## To do
Beginning at the line containing "Query: white ceramic mug" and continuing to the end of the records below, give each line again exactly as it stands, and only those lines.

Records from a data source:
++++++++++++++++++++

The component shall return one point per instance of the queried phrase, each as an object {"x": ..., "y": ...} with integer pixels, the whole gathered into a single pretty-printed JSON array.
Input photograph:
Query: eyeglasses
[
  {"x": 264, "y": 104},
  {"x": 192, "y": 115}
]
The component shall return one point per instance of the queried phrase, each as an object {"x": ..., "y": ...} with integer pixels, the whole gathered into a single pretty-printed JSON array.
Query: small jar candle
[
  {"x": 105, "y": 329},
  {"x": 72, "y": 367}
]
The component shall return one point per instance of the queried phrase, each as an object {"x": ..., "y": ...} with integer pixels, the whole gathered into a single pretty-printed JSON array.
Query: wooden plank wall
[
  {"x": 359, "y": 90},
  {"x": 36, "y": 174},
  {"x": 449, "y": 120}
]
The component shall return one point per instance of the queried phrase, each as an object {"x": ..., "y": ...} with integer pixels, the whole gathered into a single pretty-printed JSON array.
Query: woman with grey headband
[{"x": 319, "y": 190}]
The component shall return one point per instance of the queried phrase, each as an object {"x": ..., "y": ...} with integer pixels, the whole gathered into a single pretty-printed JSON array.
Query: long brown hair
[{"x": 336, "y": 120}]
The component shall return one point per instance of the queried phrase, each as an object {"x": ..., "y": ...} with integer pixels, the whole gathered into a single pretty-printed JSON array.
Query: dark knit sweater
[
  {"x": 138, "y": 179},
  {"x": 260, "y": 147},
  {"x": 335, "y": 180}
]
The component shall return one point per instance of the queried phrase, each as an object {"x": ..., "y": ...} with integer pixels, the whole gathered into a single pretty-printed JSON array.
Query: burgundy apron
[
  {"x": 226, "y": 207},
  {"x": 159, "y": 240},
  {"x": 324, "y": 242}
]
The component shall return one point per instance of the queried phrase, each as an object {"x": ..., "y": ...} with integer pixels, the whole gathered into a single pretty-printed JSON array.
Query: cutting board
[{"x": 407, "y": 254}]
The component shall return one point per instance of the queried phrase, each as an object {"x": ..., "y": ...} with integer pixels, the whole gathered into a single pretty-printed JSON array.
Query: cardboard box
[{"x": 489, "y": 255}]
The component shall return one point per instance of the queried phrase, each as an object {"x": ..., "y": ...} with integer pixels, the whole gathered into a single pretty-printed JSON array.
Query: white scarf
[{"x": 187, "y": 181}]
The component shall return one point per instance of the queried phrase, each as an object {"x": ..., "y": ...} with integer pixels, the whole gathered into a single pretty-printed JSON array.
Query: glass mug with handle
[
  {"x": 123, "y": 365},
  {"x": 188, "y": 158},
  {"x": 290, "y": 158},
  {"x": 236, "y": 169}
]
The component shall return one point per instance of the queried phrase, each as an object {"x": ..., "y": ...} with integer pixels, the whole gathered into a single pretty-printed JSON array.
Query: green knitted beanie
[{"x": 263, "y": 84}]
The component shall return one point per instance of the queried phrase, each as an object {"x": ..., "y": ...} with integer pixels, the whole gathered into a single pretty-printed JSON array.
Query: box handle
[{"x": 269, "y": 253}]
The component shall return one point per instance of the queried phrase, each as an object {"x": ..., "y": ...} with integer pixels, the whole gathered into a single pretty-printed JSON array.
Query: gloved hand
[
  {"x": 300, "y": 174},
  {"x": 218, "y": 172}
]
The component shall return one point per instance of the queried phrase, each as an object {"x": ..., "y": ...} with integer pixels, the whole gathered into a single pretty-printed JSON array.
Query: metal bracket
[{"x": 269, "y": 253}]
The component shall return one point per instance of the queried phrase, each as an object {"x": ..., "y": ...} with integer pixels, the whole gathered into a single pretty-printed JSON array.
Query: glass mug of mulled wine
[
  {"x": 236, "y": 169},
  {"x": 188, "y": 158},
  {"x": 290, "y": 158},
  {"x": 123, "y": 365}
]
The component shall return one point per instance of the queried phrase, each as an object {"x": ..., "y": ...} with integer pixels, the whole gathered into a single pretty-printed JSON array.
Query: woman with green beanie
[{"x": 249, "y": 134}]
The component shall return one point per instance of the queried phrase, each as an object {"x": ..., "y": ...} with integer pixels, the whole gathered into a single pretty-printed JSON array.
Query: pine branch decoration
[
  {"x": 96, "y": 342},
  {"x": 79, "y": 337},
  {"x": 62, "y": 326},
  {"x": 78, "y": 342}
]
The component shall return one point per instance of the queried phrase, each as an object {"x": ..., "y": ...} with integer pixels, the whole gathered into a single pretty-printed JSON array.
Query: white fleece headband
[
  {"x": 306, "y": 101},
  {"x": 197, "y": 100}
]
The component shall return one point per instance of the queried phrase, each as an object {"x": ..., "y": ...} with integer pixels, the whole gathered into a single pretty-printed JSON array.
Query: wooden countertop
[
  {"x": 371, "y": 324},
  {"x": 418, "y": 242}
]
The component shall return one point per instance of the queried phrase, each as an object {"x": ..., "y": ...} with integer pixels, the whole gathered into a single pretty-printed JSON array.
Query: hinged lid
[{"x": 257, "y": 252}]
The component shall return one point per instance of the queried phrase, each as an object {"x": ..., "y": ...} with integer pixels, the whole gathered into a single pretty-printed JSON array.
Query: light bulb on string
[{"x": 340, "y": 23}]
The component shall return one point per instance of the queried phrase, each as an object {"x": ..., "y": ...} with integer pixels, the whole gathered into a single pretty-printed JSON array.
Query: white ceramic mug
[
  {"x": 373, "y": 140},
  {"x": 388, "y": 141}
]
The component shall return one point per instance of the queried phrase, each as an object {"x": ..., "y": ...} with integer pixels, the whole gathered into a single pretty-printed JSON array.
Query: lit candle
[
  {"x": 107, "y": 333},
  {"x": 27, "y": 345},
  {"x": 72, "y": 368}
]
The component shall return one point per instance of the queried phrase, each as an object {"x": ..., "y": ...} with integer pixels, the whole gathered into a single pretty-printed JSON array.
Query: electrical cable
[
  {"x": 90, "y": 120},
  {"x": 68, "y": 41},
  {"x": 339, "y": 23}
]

++++++++++++++++++++

## Solution to this problem
Query: white ceramic mug
[
  {"x": 373, "y": 140},
  {"x": 388, "y": 141}
]
The component shall return one point per instance of the queried phrase, each as an object {"x": ..., "y": ...} with integer pixels, the whole gathered into a single pretty-printed JSON array.
Query: lit candle
[
  {"x": 107, "y": 333},
  {"x": 27, "y": 345},
  {"x": 72, "y": 368}
]
The component shall return one point per instance of the queried phrase, each as an object {"x": ..., "y": ...} with integer pixels, the whole gathered into a single pretty-printed JSON array.
Query: electrical cable
[
  {"x": 90, "y": 120},
  {"x": 68, "y": 41},
  {"x": 339, "y": 23}
]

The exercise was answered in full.